Collected data entries
[Start of Attachment]

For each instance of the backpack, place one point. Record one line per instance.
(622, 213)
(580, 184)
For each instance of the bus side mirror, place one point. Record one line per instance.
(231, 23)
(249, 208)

[End of Attachment]

* [INSTRUCTIONS TO FOLLOW] Every line from the one containing "For each instance of the bus" through the last line of the entries must be written out verbatim, and no other line.

* [RESPONSE TO THE EXERCISE]
For each instance of the bus side mirror, place one point. Record one line per instance.
(231, 23)
(249, 208)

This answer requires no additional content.